== Material for the task ==
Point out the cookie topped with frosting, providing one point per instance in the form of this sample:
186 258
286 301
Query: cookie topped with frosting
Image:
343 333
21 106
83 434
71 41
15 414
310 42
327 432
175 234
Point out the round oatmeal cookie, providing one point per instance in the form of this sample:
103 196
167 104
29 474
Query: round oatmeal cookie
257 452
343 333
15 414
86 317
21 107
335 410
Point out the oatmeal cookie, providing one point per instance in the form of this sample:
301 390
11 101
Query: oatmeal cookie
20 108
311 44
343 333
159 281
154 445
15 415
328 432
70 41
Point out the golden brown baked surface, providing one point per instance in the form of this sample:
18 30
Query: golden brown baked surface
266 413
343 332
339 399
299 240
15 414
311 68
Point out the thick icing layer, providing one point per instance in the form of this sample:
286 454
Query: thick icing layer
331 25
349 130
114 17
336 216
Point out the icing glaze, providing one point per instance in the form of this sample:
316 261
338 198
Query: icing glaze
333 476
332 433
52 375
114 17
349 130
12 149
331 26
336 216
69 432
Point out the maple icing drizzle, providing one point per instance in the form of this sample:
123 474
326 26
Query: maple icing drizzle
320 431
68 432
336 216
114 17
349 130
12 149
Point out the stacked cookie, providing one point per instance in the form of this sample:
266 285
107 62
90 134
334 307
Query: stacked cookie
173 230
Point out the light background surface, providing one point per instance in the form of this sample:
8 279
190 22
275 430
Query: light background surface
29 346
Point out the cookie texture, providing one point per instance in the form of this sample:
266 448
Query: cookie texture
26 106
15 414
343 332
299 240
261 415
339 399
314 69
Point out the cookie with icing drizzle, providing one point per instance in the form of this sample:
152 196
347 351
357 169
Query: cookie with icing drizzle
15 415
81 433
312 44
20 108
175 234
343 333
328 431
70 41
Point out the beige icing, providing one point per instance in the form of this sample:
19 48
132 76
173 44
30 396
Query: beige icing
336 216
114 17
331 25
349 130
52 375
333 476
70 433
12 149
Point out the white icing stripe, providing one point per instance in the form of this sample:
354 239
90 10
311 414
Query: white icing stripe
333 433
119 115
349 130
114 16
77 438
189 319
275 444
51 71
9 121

== Goal of the exercise ==
Copy every line above verbatim, from first to last.

== Result for this task ==
Point out the cookie topped with frosting, providing one point per instance in the form of this sample:
186 258
286 301
Query: cookie topped with frosting
Image:
343 333
21 106
83 434
71 41
15 414
310 42
327 432
175 234
Point out the round oatmeal cookie, providing one point per instance in the form of this sample:
103 196
167 104
29 474
Query: round oatmeal cookie
257 452
343 333
15 414
86 317
21 107
335 410
Point out the oatmeal cookie, providing one point per instance in the form of this sample:
301 390
11 101
Query: oatmeal cookie
20 108
311 44
343 333
159 281
154 445
15 415
328 432
70 41
Point out the golden brown baked surface, providing one point per instance in the form of this sample:
18 30
Query: golden brown baked surface
266 413
343 332
339 399
299 240
15 414
311 68
Point out the thick icing layer, providing one point per instance in the form of this sample:
286 454
Query: thick icing layer
331 25
349 130
114 17
336 216
Point out the icing glaze, providing one point per instance in the form of this sample:
316 261
338 198
Query: icing glaze
333 476
332 433
52 375
114 17
349 130
12 149
331 26
336 216
69 432
Point out the maple icing drizzle, providing one point per instance in the form of this sample:
123 474
326 26
Query: maple icing drizzle
320 431
68 432
336 216
114 17
349 130
12 149
Point out the stacked cookie, providing one point per instance in the form of this sample:
266 285
107 62
90 134
334 307
Query: stacked cookie
173 230
Point out the light background surface, providing one point per instance in the form of this sample:
8 279
190 22
275 430
Query: light background surface
29 346
Point out the cookie texture, providing one point per instance in the form of this sample:
266 448
Query: cookie texture
26 106
15 414
343 332
299 240
261 415
339 399
314 69
Point out the cookie with icing drizzle, providing one point per instance in the form of this sample:
152 196
347 351
357 169
Query: cookie with icing drizzle
15 415
81 433
312 44
20 108
175 234
343 333
328 431
70 41
Point out the beige icing, providing one point per instance in the form of this sample:
19 48
132 76
173 44
30 396
Query: beige icing
336 216
114 17
331 25
349 130
52 375
333 476
70 433
12 149
Point out the white icing stripe, providing one point per instance in the form of this sample:
354 239
90 10
311 414
Query: white icing stripe
333 433
119 115
349 130
114 16
77 438
189 319
275 444
51 71
9 121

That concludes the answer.